> _Given task_
Starting at the line containing "[point] at the leopard's torn" and ending at the last of the items, write those lines again with "dry grass" changed to "parched grass" and everything else left as is.

> _Raw records_
* * * * * * * * *
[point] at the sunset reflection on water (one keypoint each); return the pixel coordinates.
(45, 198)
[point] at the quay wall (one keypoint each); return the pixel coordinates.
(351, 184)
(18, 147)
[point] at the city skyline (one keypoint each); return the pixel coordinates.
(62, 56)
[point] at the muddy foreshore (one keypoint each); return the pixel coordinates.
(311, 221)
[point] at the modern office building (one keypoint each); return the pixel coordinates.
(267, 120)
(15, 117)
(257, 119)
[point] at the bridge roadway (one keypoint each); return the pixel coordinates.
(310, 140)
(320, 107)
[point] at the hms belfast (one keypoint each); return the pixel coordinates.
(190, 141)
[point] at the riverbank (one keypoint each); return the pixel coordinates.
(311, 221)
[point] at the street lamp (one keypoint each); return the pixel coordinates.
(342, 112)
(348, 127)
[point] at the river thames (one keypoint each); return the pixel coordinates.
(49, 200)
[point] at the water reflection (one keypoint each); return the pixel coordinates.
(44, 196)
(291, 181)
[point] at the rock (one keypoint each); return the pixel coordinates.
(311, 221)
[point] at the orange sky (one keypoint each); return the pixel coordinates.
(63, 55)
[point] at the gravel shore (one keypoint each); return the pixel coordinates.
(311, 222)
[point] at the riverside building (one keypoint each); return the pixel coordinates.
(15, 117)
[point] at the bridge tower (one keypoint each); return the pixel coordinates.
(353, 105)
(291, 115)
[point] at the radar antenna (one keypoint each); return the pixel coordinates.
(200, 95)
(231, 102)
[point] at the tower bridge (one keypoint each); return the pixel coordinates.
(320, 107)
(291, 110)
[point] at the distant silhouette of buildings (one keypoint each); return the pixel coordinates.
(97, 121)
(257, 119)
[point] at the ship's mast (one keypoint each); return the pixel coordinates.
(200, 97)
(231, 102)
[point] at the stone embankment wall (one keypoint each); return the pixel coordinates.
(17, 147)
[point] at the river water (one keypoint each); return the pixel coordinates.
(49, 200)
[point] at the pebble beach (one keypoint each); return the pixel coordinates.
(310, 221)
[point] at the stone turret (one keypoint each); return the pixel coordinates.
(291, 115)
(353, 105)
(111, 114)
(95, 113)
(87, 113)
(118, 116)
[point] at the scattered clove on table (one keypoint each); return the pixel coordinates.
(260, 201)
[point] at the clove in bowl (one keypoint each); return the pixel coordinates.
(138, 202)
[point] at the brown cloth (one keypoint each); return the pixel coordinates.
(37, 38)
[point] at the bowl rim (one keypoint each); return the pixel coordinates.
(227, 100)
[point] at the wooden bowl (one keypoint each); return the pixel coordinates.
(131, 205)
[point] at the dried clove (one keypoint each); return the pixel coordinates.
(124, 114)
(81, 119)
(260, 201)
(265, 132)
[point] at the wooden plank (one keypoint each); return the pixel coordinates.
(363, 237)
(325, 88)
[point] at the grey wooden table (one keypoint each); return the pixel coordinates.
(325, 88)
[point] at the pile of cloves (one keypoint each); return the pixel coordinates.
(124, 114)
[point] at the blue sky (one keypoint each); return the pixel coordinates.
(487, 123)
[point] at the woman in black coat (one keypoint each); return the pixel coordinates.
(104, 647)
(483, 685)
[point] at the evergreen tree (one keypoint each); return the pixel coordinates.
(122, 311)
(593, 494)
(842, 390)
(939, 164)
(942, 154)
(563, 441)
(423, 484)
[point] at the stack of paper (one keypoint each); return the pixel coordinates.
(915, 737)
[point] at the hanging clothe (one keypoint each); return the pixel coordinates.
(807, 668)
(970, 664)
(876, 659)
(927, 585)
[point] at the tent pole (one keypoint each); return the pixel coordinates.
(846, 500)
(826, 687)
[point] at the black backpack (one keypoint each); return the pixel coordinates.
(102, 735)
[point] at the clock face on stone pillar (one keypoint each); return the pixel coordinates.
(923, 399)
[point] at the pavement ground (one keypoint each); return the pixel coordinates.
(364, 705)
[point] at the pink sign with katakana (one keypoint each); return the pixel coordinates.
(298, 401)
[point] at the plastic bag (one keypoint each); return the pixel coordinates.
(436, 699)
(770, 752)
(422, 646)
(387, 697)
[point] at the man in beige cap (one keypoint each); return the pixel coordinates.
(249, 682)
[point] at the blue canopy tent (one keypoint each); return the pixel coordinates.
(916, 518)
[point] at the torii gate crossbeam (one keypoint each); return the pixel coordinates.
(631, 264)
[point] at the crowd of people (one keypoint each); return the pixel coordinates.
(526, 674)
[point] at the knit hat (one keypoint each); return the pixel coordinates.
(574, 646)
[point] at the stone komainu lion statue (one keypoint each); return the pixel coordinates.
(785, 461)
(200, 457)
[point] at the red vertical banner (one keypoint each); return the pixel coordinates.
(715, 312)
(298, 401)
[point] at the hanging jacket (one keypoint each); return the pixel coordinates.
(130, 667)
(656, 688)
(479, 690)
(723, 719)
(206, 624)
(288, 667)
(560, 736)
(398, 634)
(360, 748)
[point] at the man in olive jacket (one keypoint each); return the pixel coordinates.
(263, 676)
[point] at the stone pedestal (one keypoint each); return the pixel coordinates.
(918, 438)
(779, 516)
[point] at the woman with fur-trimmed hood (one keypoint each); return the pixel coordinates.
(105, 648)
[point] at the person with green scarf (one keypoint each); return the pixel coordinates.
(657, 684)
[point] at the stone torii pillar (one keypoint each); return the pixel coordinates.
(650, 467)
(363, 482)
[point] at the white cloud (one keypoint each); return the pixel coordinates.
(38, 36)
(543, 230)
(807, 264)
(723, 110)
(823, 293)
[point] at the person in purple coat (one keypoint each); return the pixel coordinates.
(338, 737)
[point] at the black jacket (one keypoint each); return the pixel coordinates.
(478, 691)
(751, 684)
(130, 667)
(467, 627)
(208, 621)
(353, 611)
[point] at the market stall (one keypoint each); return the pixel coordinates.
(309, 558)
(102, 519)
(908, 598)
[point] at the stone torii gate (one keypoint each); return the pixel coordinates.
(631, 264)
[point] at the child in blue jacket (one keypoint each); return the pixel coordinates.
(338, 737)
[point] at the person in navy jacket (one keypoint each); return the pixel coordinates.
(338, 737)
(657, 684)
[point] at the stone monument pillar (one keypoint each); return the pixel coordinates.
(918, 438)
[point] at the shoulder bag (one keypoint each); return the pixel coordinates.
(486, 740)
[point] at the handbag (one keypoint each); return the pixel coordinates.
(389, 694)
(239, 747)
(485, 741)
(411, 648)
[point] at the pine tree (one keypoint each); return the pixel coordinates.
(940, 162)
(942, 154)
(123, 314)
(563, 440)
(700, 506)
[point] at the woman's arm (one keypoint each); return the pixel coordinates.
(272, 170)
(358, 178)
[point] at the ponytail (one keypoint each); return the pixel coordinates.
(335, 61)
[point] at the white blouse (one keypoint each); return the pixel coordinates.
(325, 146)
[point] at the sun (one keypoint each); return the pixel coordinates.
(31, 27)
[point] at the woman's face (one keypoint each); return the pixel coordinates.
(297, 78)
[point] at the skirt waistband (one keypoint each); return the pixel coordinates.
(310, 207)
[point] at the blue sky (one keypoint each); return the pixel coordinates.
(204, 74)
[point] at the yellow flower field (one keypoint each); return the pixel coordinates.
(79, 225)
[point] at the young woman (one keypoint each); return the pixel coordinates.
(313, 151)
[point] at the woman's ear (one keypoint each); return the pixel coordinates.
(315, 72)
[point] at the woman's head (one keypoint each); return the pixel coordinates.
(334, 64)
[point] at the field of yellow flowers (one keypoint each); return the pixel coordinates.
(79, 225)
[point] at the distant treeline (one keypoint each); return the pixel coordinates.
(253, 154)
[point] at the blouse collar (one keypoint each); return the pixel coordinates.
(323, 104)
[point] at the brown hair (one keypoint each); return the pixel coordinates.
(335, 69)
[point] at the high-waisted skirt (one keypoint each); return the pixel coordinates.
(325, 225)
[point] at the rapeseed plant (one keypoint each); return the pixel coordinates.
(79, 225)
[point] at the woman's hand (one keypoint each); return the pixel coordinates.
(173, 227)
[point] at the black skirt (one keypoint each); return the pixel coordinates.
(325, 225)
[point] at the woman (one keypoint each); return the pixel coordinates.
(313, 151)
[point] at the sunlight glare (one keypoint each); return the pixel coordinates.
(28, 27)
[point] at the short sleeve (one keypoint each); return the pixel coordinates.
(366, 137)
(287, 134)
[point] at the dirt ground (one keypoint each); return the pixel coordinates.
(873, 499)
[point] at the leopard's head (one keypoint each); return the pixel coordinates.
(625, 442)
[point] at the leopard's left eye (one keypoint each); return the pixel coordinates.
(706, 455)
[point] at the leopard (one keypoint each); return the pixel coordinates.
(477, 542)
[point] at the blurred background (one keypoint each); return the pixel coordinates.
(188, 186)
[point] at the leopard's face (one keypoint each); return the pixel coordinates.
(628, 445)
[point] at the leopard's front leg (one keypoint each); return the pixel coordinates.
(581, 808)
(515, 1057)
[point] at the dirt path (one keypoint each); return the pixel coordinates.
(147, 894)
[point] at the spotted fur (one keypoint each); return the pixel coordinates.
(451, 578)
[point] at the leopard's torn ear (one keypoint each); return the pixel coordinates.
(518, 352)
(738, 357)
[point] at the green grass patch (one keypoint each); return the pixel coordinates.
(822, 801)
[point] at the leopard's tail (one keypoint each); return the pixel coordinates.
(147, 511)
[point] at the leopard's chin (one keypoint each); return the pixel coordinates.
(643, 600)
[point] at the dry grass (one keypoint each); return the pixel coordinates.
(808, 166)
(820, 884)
* * * * * * * * *
> _Solution to the problem_
[point] at the leopard's torn ear (one keypoint each); return the pixel coordinates.
(518, 352)
(738, 357)
[point] at the green grass patch (one keypoint each); return the pixel coordinates.
(822, 801)
[point] at the leopard's tail (one keypoint each); return the pixel coordinates.
(147, 511)
[point] at the leopard's chin (one keypoint each); return the pixel coordinates.
(643, 600)
[point] at the parched grass (one keypoint each); return the pixel coordinates.
(808, 166)
(820, 884)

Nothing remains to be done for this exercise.